Tareas y ejercicios:
- a) Según el fragmento, ¿qué ley devolvió al Ejecutivo el Consejo Administrativo de la Legislatura?
- b) Por favor, transcribe del fragmento el pasaje que va desde "Es tal la catarata" hasta "la decencia pública.".

Fragmento citado:

◆ ◆ ◆ ◆ ◆ ◆ ◆

Es tal la catarata de incidentes que ocurren en el país que podríamos caer en la tentación de acudir a la astronomía para explicarlos. En dos días se han producido tres hechos que sacuden el mundo de la política, hieren la condición humana o indignan la decencia pública.
El Consejo Administrativo de la Legislatura (CAL) devolvió al Ejecutivo la Ley para la Creación de Oportunidades. El trámite podría considerarse como un episodio más de los típicos conflictos políticos del país, si no fuera por los opacos intereses y las turbias estrategias que operan detrás de estas movidas. En efecto, no hay una posición transparente que juanjustifique la formulación de varios contenidos de la mencionada ley, como la aplicación de impuestos a un determinado segmento de la población. Y tampoco existen argumentos claros de parte de quienes la devolvieron. Las argucias del poder generan la suspicacia de la oposición; y en ese vaivén de recelos es imposible generar un debate público.

◆ ◆ ◆ ◆ ◆ ◆ ◆

Datos proporcionados:

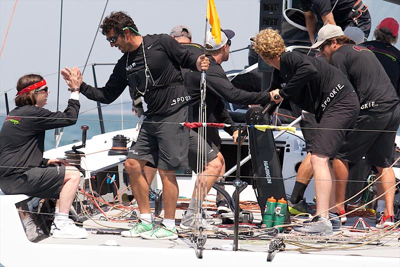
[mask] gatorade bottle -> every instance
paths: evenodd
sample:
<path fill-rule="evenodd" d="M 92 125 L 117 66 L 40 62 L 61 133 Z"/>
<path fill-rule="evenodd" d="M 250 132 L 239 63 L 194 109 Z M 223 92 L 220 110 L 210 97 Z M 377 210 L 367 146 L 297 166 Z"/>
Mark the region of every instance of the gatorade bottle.
<path fill-rule="evenodd" d="M 269 228 L 272 226 L 276 207 L 276 200 L 273 196 L 267 199 L 266 203 L 266 209 L 264 211 L 264 216 L 262 217 L 262 227 Z"/>
<path fill-rule="evenodd" d="M 278 200 L 276 207 L 275 208 L 275 217 L 274 218 L 272 226 L 280 225 L 284 223 L 287 208 L 288 202 L 283 197 Z M 282 232 L 284 230 L 284 227 L 280 227 L 278 229 L 280 232 Z"/>

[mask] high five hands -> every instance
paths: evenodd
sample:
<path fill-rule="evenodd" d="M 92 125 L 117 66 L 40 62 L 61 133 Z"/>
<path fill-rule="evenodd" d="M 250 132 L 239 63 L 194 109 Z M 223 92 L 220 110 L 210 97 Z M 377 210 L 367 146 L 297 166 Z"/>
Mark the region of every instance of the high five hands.
<path fill-rule="evenodd" d="M 66 67 L 64 69 L 61 70 L 60 73 L 70 88 L 80 87 L 80 85 L 82 84 L 82 74 L 77 66 L 72 68 L 72 70 Z"/>

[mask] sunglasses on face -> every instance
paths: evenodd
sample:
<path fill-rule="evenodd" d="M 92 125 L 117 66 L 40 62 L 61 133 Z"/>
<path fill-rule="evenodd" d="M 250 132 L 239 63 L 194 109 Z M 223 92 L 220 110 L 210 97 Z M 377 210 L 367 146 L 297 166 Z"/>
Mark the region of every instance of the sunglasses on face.
<path fill-rule="evenodd" d="M 320 52 L 323 52 L 324 50 L 325 49 L 325 47 L 326 47 L 328 45 L 330 45 L 330 43 L 331 43 L 330 41 L 325 42 L 323 43 L 320 46 L 320 47 L 318 48 L 318 50 L 319 50 Z"/>
<path fill-rule="evenodd" d="M 34 92 L 35 93 L 37 93 L 38 92 L 47 92 L 48 91 L 48 87 L 46 86 L 46 87 L 44 87 L 44 88 L 42 89 L 36 89 L 36 90 L 34 90 Z"/>
<path fill-rule="evenodd" d="M 107 38 L 106 40 L 110 42 L 110 43 L 114 44 L 116 42 L 116 39 L 118 38 L 118 36 L 120 35 L 120 33 L 118 33 L 116 34 L 114 36 L 112 36 L 110 38 Z"/>

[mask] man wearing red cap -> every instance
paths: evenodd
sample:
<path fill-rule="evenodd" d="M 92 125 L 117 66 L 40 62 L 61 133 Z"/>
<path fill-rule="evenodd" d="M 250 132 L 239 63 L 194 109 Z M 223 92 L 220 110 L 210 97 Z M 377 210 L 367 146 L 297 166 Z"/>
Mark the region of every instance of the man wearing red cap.
<path fill-rule="evenodd" d="M 318 40 L 312 48 L 318 48 L 330 63 L 350 80 L 357 92 L 361 110 L 352 131 L 334 161 L 337 180 L 336 201 L 339 210 L 344 208 L 346 184 L 350 164 L 356 164 L 363 156 L 367 163 L 378 169 L 377 183 L 387 205 L 384 215 L 376 224 L 378 228 L 394 224 L 393 204 L 395 176 L 393 142 L 400 123 L 399 99 L 390 79 L 376 58 L 368 49 L 349 44 L 340 27 L 328 24 L 318 32 Z M 382 176 L 382 177 L 381 177 Z M 340 203 L 340 204 L 339 203 Z"/>
<path fill-rule="evenodd" d="M 360 45 L 374 52 L 400 96 L 400 51 L 393 46 L 398 40 L 398 23 L 392 18 L 386 18 L 375 29 L 374 37 L 376 40 Z"/>
<path fill-rule="evenodd" d="M 398 23 L 392 18 L 384 19 L 375 29 L 374 37 L 376 40 L 360 45 L 374 52 L 384 66 L 398 95 L 400 96 L 400 51 L 393 46 L 398 40 Z M 376 186 L 376 190 L 378 195 L 384 192 L 380 186 Z M 376 223 L 379 223 L 385 208 L 384 199 L 378 199 L 376 210 Z"/>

◆ ◆ ◆ ◆ ◆ ◆ ◆

Respuestas:
- a) La Ley para la Creación de Oportunidades.

- b)
Es tal la catarata de incidentes que ocurren en el país que podríamos caer en la tentación de acudir a la astronomía para explicarlos. En dos días se han producido tres hechos que sacuden el mundo de la política, hieren la condición humana o indignan la decencia pública.